§ Text shown:
-.-.-

DPP provides mechanical and electrical maintenance and installation services mainly to the leisure, hospitality and retail sectors in the south of England and in Wales. The company differentiates itself by operating through an employed and managed team of engineers, as opposed to engaging with a network of subcontractors. The business has made considerable progress over the past twelve months by enhancing operational procedures and reducing costs, which has led to a significant improvement in profitability. A number of new contracts were secured during the year and the outlook is positive, which is highly encouraging given the challenges experienced during 2014 when DPP lost a key customer.
The Manager maintains a close working relationship with investee companies operating within the oil & gas sector and it is encouraging to report that the majority of these assets are seeing early signs of improving market conditions which, after three years of steady decline, appear to have stabilised. Following extensive cost cutting, the Maven portfolio companies are operating with lean structures and have limited or no external debt. As such, they are relatively well positioned to benefit from a market recovery. The majority of Maven's investee companies in this market are focused on operational expenditure, particularly related to health and safety. Although budgets have been set conservatively, there is evidence of growing confidence, with order books and workshops recording higher activity levels. The Board will continue to monitor the performance of investee companies in this sector, maintaining a conservative approach to valuations until there is evidence of a sustained recovery.

-.-.-

Region pointing data:
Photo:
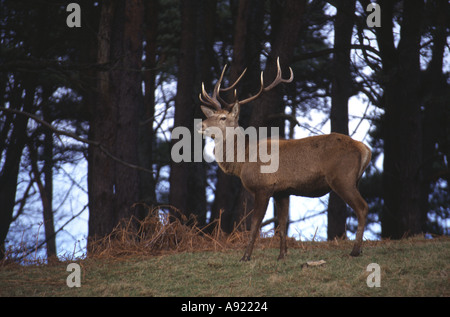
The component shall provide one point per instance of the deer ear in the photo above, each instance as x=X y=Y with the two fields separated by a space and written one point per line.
x=235 y=110
x=207 y=111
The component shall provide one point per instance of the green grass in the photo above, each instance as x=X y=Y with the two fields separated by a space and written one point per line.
x=411 y=267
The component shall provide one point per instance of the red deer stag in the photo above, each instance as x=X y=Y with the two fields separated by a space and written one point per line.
x=309 y=167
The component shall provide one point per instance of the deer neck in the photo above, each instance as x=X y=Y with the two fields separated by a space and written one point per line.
x=230 y=153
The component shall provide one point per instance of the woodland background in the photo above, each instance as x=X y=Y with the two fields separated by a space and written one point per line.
x=109 y=92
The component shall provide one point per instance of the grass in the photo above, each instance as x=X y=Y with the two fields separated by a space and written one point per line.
x=409 y=267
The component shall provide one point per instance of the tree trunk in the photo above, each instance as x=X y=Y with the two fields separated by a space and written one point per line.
x=12 y=157
x=147 y=193
x=187 y=179
x=402 y=173
x=114 y=186
x=341 y=91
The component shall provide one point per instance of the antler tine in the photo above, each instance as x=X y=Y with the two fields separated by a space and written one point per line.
x=212 y=100
x=279 y=79
x=255 y=96
x=209 y=101
x=235 y=83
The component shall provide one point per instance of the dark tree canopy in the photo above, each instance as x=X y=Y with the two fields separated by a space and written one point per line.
x=110 y=92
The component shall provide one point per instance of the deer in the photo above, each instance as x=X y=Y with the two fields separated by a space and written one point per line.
x=309 y=167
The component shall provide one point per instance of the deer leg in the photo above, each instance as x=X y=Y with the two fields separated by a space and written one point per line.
x=282 y=205
x=351 y=195
x=261 y=201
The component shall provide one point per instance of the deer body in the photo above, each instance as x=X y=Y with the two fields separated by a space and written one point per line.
x=309 y=167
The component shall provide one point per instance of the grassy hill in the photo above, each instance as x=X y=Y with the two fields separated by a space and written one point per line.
x=410 y=267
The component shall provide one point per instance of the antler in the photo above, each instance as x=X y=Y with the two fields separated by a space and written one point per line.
x=215 y=103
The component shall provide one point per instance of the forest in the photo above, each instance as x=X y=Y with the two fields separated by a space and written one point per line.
x=90 y=94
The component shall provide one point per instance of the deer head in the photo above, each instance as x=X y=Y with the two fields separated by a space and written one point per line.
x=218 y=117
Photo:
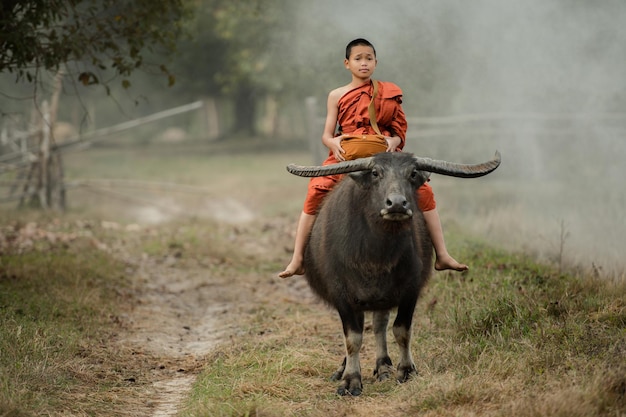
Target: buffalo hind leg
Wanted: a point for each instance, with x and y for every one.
(402, 333)
(353, 331)
(384, 366)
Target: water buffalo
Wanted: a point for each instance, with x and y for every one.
(369, 251)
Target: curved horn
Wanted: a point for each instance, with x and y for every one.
(424, 164)
(339, 168)
(458, 170)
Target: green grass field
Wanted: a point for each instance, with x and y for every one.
(510, 337)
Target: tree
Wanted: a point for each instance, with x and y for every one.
(88, 37)
(230, 53)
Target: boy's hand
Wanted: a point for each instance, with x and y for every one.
(334, 145)
(392, 143)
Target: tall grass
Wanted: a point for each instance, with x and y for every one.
(511, 337)
(59, 309)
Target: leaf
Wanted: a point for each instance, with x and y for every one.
(83, 77)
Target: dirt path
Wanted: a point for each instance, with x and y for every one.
(177, 319)
(183, 309)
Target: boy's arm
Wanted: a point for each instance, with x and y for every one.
(328, 139)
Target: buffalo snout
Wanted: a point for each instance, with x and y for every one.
(397, 208)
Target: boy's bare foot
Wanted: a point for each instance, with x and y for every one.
(291, 270)
(448, 262)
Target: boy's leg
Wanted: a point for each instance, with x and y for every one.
(443, 259)
(295, 267)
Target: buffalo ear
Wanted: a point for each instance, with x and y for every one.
(419, 177)
(361, 177)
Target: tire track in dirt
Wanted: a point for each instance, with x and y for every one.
(179, 317)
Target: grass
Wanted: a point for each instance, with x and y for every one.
(510, 337)
(57, 313)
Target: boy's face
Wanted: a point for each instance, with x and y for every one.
(362, 61)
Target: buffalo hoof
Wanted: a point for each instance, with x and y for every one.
(405, 372)
(350, 386)
(384, 368)
(383, 373)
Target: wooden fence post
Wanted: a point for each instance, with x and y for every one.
(314, 132)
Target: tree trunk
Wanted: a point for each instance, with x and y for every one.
(245, 111)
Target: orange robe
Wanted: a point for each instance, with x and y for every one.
(353, 119)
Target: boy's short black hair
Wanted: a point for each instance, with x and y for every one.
(356, 42)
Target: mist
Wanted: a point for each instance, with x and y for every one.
(542, 81)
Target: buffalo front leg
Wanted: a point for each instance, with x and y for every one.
(353, 331)
(384, 366)
(402, 333)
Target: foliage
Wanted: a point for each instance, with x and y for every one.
(87, 36)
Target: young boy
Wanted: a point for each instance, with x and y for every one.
(348, 107)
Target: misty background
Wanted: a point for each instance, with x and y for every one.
(543, 82)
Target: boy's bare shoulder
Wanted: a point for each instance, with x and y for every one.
(338, 92)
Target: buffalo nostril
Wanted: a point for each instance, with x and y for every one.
(396, 201)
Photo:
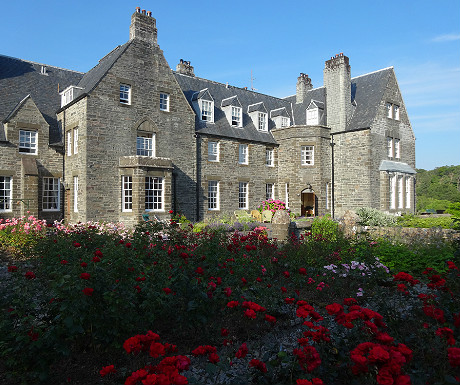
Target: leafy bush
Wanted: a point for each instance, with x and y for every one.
(424, 222)
(372, 217)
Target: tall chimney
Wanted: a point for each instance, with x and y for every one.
(185, 68)
(303, 86)
(143, 27)
(337, 80)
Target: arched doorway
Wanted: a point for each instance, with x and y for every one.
(309, 200)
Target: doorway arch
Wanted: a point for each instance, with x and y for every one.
(309, 202)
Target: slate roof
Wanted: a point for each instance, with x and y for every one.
(19, 78)
(392, 166)
(366, 93)
(221, 127)
(92, 78)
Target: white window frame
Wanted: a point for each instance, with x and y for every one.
(390, 147)
(236, 116)
(408, 191)
(269, 191)
(125, 94)
(312, 117)
(389, 108)
(164, 101)
(69, 143)
(154, 193)
(262, 122)
(145, 144)
(75, 140)
(400, 192)
(285, 122)
(243, 154)
(51, 198)
(213, 195)
(243, 195)
(28, 142)
(392, 192)
(75, 194)
(396, 112)
(6, 194)
(270, 157)
(213, 151)
(397, 144)
(207, 110)
(307, 155)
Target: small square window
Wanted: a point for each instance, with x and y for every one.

-.-.-

§ Required tasks:
[1] From the report excerpt above, write out the passage between "DPP provides mechanical" and "a key customer.", inclusive.
[2] Answer these questions using the report excerpt above:
(a) Which sectors does DPP mainly serve?
(b) In what year did DPP lose a key customer?
(c) After how many years of steady decline do oil and gas market conditions appear to have stabilized?
[3] Carry on the report excerpt on DPP and the oil and gas investee companies from the point where it stops.

§ Outputs for the tasks:
[1]
DPP provides mechanical and electrical maintenance and installation services mainly to the leisure, hospitality and retail sectors in the south of England and in Wales. The company differentiates itself by operating through an employed and managed team of engineers, as opposed to engaging with a network of subcontractors. The business has made considerable progress over the past twelve months by enhancing operational procedures and reducing costs, which has led to a significant improvement in profitability. A number of new contracts were secured during the year and the outlook is positive, which is highly encouraging given the challenges experienced during 2014 when DPP lost a key customer.

[2]
(a) The leisure, hospitality and retail sectors.
(b) 2014.
(c) Three years.

[3]
The recent new investments in private equity investment trusts and real estate investment trusts have performed well over the period, generating valuable capital growth and income through dividend payments. The Board and the Manager are encouraged by this contribution and believe that these investments will provide a steady and reliable source of income for your Company. This is particularly important in light of the restrictions introduced in the March 2016 Budget Statement, which prevent VCTs investing in traditional instruments such as treasury bills or other government securities for liquidity management purposes.
The Board and the Manager remain highly cognisant of the importance of maintaining an effective liquidity management policy and will continue to consider a range of other permitted income generating investment options.
During the period, your Company provided development capital to three private companies operating across a range of sectors:
The following investments have been completed during the reporting period:
| Date | Sector | Investment cost £'000 |
Website | |
|---|---|---|---|---|
| Unlisted | ||||
| ebb3 Limited | May 2017 | Software & computer services |
150 | www.ebb3.com |
| Horizon Cremation Limited | May 2017 | Support services | 416 | www.horizoncremation.co.uk |
| ITS Technology Group Limited | June 2017 | Telecommunication services |
398 | www.itstechnologygroup.com |
| Total unlisted | 964 | |||
| Total investments | 964 |
At the period end, the portfolio stood at 76 unlisted and quoted investments, at a total cost of £27.20 million.
During the period, deferred consideration was received in respect of the exits from Lab M and Nenplas, which completed in previous periods. In addition, recovery proceeds were released for Space Student Living and Cyclotech.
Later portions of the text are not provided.